## Task to complete
Output the line that contains "For the multicolored", then every line beneath it through the end of the records, exactly as given and with no other lines.

Image-grounded pointing data
========================================================================
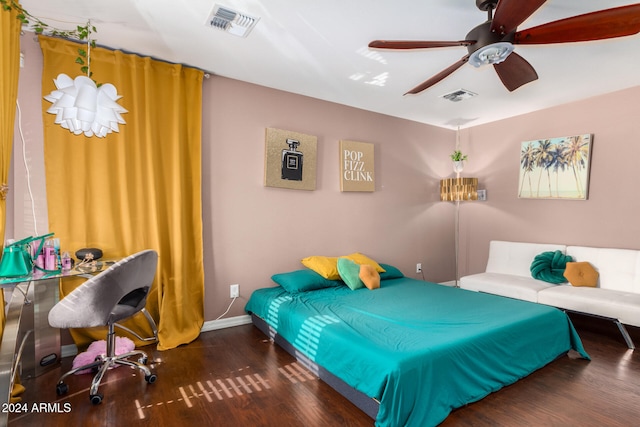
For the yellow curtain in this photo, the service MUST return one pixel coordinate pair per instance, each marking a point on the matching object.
(136, 189)
(10, 66)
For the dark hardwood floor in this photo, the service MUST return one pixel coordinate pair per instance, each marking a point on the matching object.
(237, 377)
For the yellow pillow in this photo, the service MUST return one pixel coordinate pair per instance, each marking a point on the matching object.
(369, 276)
(361, 259)
(327, 267)
(581, 274)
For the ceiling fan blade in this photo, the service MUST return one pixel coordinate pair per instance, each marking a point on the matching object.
(515, 71)
(400, 44)
(441, 75)
(604, 24)
(511, 13)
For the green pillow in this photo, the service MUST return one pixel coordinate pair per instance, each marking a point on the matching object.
(390, 272)
(303, 281)
(550, 266)
(350, 272)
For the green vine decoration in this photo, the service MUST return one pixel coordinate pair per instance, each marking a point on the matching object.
(80, 33)
(457, 156)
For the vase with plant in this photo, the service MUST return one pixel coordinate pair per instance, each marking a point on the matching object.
(458, 160)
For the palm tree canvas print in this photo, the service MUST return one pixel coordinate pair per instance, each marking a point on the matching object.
(555, 168)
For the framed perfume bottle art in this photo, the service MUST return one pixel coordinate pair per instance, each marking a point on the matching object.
(290, 160)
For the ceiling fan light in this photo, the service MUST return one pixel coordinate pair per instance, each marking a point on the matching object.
(491, 54)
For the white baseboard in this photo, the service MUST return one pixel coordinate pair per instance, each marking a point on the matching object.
(230, 322)
(211, 325)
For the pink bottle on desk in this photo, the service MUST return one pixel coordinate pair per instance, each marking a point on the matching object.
(50, 262)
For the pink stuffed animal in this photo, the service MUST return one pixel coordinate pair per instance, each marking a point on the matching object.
(96, 348)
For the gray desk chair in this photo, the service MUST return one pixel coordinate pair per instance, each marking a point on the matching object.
(113, 295)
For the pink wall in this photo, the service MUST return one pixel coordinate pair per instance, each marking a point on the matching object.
(252, 231)
(607, 218)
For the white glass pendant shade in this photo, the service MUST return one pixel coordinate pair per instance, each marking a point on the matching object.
(83, 108)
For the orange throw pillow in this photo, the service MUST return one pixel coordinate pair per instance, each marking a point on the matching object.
(581, 274)
(369, 276)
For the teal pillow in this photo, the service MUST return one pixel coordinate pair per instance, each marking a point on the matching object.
(303, 281)
(550, 266)
(350, 272)
(391, 272)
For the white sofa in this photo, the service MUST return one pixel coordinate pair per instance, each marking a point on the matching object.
(616, 297)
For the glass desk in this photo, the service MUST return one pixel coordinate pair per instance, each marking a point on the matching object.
(29, 345)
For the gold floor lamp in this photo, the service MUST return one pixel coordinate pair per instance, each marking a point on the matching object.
(456, 190)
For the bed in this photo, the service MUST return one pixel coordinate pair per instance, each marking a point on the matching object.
(411, 351)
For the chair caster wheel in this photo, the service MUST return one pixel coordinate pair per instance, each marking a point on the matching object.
(96, 399)
(61, 388)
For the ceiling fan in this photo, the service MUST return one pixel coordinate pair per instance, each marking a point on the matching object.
(493, 41)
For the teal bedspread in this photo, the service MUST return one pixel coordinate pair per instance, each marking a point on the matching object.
(419, 348)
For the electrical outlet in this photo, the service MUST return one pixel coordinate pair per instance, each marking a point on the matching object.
(234, 291)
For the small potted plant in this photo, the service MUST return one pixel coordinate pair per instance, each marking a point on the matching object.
(458, 160)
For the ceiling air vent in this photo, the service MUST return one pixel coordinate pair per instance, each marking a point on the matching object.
(458, 95)
(233, 22)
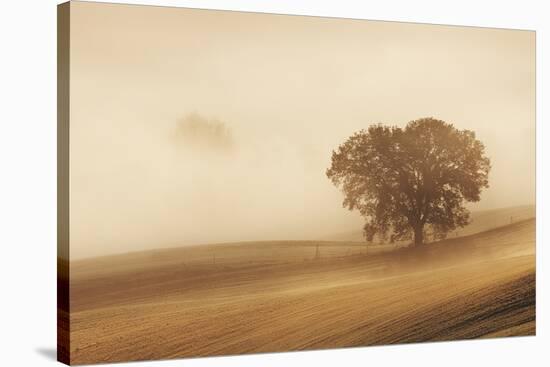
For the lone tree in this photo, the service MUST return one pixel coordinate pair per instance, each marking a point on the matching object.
(406, 180)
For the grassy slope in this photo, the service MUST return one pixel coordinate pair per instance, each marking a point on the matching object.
(481, 221)
(260, 297)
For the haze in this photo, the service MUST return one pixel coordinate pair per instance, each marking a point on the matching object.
(193, 126)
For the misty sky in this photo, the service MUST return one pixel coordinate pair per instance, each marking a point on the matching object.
(193, 126)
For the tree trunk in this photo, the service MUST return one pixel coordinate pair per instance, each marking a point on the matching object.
(418, 235)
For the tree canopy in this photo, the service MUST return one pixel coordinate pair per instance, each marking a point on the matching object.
(404, 181)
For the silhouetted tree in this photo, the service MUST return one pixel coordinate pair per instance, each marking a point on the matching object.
(405, 180)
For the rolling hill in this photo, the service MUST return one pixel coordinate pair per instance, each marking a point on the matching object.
(275, 296)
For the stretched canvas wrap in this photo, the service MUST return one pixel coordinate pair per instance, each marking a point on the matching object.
(236, 183)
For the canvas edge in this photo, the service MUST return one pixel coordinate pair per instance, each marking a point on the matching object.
(63, 115)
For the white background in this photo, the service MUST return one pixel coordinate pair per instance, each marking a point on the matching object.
(28, 183)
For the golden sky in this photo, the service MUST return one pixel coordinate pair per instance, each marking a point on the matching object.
(284, 91)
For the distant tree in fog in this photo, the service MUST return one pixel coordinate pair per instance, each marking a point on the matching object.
(406, 180)
(196, 131)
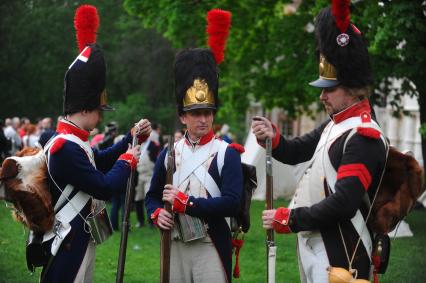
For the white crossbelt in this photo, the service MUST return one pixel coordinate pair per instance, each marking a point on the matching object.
(358, 220)
(66, 214)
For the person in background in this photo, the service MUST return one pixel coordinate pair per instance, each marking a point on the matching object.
(111, 132)
(178, 135)
(46, 130)
(5, 144)
(30, 138)
(10, 132)
(23, 124)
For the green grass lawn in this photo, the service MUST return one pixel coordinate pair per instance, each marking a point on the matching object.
(408, 255)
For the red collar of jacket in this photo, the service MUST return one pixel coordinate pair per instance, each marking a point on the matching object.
(203, 140)
(354, 110)
(66, 127)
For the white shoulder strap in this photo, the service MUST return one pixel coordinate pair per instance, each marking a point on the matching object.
(221, 156)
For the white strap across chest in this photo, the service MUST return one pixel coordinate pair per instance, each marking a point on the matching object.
(192, 163)
(67, 213)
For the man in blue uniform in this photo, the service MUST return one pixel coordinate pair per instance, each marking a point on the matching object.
(207, 183)
(343, 160)
(78, 175)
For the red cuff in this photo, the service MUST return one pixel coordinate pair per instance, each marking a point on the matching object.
(281, 219)
(141, 138)
(275, 140)
(237, 147)
(154, 216)
(130, 159)
(179, 204)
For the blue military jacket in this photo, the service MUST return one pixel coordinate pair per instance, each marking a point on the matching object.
(69, 164)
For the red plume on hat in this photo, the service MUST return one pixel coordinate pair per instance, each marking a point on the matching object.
(340, 10)
(86, 23)
(218, 25)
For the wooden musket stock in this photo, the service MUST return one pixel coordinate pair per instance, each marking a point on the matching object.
(166, 234)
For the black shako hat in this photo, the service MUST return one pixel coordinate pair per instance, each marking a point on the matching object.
(342, 51)
(196, 69)
(85, 80)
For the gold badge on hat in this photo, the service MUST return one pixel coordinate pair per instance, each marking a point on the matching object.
(198, 94)
(326, 70)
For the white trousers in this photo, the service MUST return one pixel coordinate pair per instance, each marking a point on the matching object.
(196, 262)
(312, 256)
(85, 273)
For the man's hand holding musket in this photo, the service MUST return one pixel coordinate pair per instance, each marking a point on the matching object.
(165, 218)
(263, 129)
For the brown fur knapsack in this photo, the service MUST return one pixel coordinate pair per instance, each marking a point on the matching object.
(24, 177)
(401, 186)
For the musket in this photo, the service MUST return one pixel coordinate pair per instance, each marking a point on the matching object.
(271, 249)
(166, 235)
(130, 190)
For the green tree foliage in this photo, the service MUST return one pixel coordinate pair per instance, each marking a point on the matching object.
(270, 54)
(38, 44)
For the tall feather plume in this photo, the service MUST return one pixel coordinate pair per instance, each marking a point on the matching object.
(86, 24)
(340, 10)
(218, 25)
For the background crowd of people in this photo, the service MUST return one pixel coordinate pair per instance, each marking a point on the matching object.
(19, 133)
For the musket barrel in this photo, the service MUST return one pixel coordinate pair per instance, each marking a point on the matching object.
(166, 234)
(125, 226)
(269, 197)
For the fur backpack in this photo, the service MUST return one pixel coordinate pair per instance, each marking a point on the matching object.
(24, 183)
(401, 186)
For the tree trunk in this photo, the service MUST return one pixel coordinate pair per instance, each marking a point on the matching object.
(421, 89)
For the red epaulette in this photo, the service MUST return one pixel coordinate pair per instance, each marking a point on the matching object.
(366, 128)
(237, 147)
(57, 145)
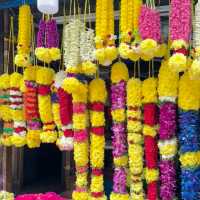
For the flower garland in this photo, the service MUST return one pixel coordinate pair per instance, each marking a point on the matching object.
(119, 77)
(48, 41)
(31, 107)
(44, 79)
(180, 32)
(135, 138)
(22, 59)
(130, 12)
(71, 45)
(150, 32)
(194, 70)
(168, 91)
(16, 106)
(6, 195)
(97, 98)
(65, 141)
(189, 137)
(79, 93)
(106, 51)
(6, 111)
(149, 92)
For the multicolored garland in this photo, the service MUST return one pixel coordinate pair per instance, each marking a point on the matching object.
(65, 141)
(168, 92)
(6, 111)
(189, 137)
(135, 138)
(149, 92)
(180, 33)
(79, 91)
(97, 98)
(44, 79)
(31, 108)
(48, 41)
(106, 51)
(17, 112)
(119, 77)
(150, 31)
(22, 59)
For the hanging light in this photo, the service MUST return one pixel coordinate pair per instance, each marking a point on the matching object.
(48, 6)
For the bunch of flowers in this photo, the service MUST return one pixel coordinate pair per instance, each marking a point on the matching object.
(71, 45)
(180, 33)
(149, 92)
(6, 195)
(106, 51)
(65, 141)
(150, 32)
(48, 41)
(119, 77)
(129, 37)
(135, 138)
(189, 137)
(31, 107)
(97, 98)
(44, 79)
(79, 91)
(194, 71)
(6, 111)
(17, 113)
(168, 91)
(22, 59)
========================================================================
## Task response
For the multicolored garland in this photo, the service MUST return one pixel coordinate pair per instance, each marking a point on the matching object.
(65, 141)
(168, 92)
(6, 111)
(189, 137)
(135, 138)
(149, 92)
(180, 33)
(79, 91)
(97, 98)
(44, 79)
(31, 108)
(48, 41)
(106, 51)
(17, 112)
(119, 77)
(150, 31)
(22, 59)
For the hanging light in this photo, the service MUST return one pixel coordinate pair per instance, each marking a point on the matching object.
(48, 6)
For the bunch of flowers in this photo, the service MUST return one pixel coordinate pair per instance, each marking a point on the matching object.
(71, 45)
(180, 33)
(149, 92)
(6, 195)
(106, 51)
(65, 141)
(150, 32)
(48, 41)
(119, 77)
(129, 37)
(135, 138)
(189, 137)
(31, 107)
(97, 98)
(44, 79)
(79, 91)
(194, 71)
(6, 111)
(17, 113)
(168, 91)
(22, 59)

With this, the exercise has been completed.